> **Exercise directions**: Reproduce all the entries exactly.

(Pointing records)
━━━
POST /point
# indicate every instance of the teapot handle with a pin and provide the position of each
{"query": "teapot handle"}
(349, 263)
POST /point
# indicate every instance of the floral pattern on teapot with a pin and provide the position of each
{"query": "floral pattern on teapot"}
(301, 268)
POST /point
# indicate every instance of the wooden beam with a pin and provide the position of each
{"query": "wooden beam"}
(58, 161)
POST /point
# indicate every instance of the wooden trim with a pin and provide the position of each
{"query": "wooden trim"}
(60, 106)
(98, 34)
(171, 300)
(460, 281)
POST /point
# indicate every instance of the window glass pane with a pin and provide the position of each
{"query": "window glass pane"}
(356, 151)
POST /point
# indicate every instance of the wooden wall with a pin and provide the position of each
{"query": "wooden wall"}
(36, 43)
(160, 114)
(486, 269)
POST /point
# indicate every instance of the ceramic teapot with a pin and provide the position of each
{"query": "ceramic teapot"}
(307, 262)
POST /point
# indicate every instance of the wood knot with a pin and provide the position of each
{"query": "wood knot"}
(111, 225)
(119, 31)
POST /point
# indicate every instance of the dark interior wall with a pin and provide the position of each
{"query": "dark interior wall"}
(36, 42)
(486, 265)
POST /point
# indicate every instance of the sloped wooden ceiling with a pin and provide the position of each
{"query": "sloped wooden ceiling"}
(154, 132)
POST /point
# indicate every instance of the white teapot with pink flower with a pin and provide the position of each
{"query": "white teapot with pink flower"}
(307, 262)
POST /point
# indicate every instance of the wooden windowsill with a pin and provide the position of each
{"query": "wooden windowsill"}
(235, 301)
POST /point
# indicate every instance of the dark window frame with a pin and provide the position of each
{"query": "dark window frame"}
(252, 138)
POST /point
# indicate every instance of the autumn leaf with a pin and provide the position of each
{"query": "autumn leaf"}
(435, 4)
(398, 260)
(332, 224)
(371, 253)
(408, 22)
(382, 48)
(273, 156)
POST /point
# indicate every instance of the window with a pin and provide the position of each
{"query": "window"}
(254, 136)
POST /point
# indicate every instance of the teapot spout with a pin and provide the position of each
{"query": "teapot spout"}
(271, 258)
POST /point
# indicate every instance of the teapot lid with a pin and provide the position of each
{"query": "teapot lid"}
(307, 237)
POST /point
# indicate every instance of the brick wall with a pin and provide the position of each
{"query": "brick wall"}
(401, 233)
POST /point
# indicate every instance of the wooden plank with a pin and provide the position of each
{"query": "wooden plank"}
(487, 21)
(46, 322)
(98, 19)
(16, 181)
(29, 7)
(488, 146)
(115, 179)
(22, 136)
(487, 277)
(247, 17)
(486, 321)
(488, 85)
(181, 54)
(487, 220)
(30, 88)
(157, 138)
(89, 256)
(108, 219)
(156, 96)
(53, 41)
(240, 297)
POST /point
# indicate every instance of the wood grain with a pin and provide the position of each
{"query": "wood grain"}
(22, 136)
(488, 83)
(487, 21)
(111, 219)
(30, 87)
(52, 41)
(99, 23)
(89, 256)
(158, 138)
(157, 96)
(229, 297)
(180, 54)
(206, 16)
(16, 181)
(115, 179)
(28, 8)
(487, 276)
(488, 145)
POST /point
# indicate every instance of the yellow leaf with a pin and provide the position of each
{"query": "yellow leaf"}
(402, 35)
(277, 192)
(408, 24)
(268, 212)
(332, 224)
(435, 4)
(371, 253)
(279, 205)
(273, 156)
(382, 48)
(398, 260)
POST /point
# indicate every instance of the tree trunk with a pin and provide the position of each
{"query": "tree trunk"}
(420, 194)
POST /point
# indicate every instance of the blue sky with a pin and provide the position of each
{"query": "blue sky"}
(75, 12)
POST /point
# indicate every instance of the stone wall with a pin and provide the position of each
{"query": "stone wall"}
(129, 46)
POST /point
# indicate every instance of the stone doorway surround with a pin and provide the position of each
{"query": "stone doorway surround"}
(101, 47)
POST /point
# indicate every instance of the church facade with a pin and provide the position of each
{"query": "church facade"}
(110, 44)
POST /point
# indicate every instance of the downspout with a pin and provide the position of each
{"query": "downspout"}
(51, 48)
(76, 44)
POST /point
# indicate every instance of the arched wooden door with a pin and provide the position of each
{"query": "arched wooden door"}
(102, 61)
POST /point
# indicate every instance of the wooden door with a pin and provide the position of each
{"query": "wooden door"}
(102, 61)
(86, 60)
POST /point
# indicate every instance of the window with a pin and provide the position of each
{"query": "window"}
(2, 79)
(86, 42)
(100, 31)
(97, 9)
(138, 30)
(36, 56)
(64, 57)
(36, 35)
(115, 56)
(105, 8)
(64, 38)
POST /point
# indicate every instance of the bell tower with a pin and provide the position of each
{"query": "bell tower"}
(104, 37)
━━━
> **Reply to the exercise**:
POST /point
# indicate every instance of the teapot handle with a pin and provide the position of each
{"query": "teapot handle"}
(349, 263)
POST /point
# indicate every instance of the floral pattern on teapot with a pin and provide the position of each
{"query": "floral pattern on teapot"}
(301, 268)
POST /point
# indicate every instance of the wooden beam with a pin and provide the position of each
{"query": "wooden beam"}
(58, 161)
POST /point
# indicate every instance of the wooden trim with a pin and provide the position of each
{"query": "wooden trim"}
(60, 106)
(98, 34)
(171, 300)
(460, 281)
POST /point
# indicate every instance of the window glass pane with a pin and provide the position of each
{"query": "window glass pane"}
(356, 151)
POST /point
# indicate every instance of the wooden wall with a pin and provide the position of each
{"query": "wooden wall"}
(36, 43)
(160, 114)
(486, 269)
POST /point
# indicate every instance of the ceramic teapot with a pin and provide the position of each
{"query": "ceramic teapot"}
(307, 262)
POST /point
# indicate every instance of the wood knot with a pin and provide the position of each
{"query": "wood knot"}
(111, 225)
(119, 31)
POST /point
# indicate every instance of the dark interior wall with a pin and provide the position of each
{"query": "dark interior wall"}
(36, 42)
(486, 265)
POST /point
# indicate every instance of the sloped wooden ceiling with a pin and provide the position of each
{"query": "sloped wooden ceiling"}
(154, 132)
POST /point
# indicate every instance of the white teapot with pink flower with a pin and provide the position of each
{"query": "white teapot with pink flower"}
(307, 262)
POST /point
# indicate every instance of the wooden windowsill with a pin and provide the position of each
{"query": "wooden windowsill"}
(235, 301)
POST /point
# indicate every instance of the dark window frame with a pin and provide the position of each
{"query": "dark window frame"}
(252, 138)
POST /point
# indicate every instance of the autumn leaf with a pin and provide the position of each
{"query": "autumn leaf"}
(435, 4)
(398, 260)
(332, 224)
(371, 253)
(408, 22)
(382, 48)
(273, 156)
POST /point
# indicate every instance of the window with a pin and provide the position of each
{"query": "window"}
(254, 136)
POST /point
# indicate every instance of the teapot spout with a pin and provide the position of each
{"query": "teapot spout"}
(271, 258)
POST /point
# indicate every instance of the teapot lid with a pin and provide the position of each
{"query": "teapot lid"}
(307, 237)
POST /point
# indicate every instance of the brick wall with a pin and provide the position of each
{"query": "brick wall"}
(401, 233)
POST /point
# indicate every instance of the wooden plank with a pin and provide the position of each
{"query": "wooden plank"}
(487, 21)
(46, 322)
(98, 19)
(16, 181)
(29, 7)
(488, 146)
(115, 179)
(22, 136)
(487, 277)
(247, 17)
(486, 321)
(488, 85)
(181, 54)
(487, 220)
(30, 88)
(157, 138)
(89, 256)
(108, 219)
(156, 96)
(53, 41)
(240, 297)
POST /point
# indicate every instance of the wood grain with a pin and provide the position of each
{"query": "wood grain"}
(22, 136)
(488, 83)
(487, 21)
(111, 219)
(30, 87)
(52, 41)
(99, 23)
(89, 256)
(158, 138)
(157, 96)
(229, 297)
(180, 54)
(206, 16)
(16, 181)
(115, 179)
(28, 8)
(487, 276)
(488, 145)
POST /point
# indicate every instance of the yellow leaf with a pin and provide the position of each
{"query": "yellow leaf"}
(402, 35)
(277, 192)
(408, 24)
(268, 212)
(332, 224)
(435, 4)
(371, 253)
(279, 205)
(273, 156)
(382, 48)
(398, 260)
POST /point
# indicate every instance of the tree trunk with a pin and provide the position of each
{"query": "tree trunk"}
(420, 194)
POST /point
# indicate every instance of the blue sky with a pin and provide the position of each
{"query": "blue sky"}
(75, 12)
POST /point
# indicate every instance of the stone wall with a pin and provide the position of each
{"query": "stone wall"}
(129, 46)
POST /point
# indicate every instance of the stone doorway surround with a pin and provide the position of each
{"query": "stone doorway surround"}
(101, 47)
POST /point
# indicate every instance of the church facade with a pin and provide the position of each
{"query": "church facade"}
(110, 44)
POST /point
# indicate every instance of the downspout with a pin and provide the position of each
{"query": "downspout"}
(51, 48)
(76, 44)
POST /point
# indicate every instance of the arched wooden door with a pin and provide the position of each
{"query": "arched wooden door"}
(102, 61)
POST /point
# indicate every instance of the wooden door with a pin and provide the position of each
{"query": "wooden door"}
(102, 61)
(86, 60)
POST /point
# indicate every instance of the window with a pin and provide the position of each
{"query": "window"}
(2, 79)
(86, 42)
(100, 31)
(97, 9)
(138, 30)
(36, 56)
(64, 57)
(36, 35)
(115, 56)
(105, 8)
(64, 38)
POST /point
# indicate every instance of the bell tower with a pin and provide the position of each
{"query": "bell tower"}
(104, 37)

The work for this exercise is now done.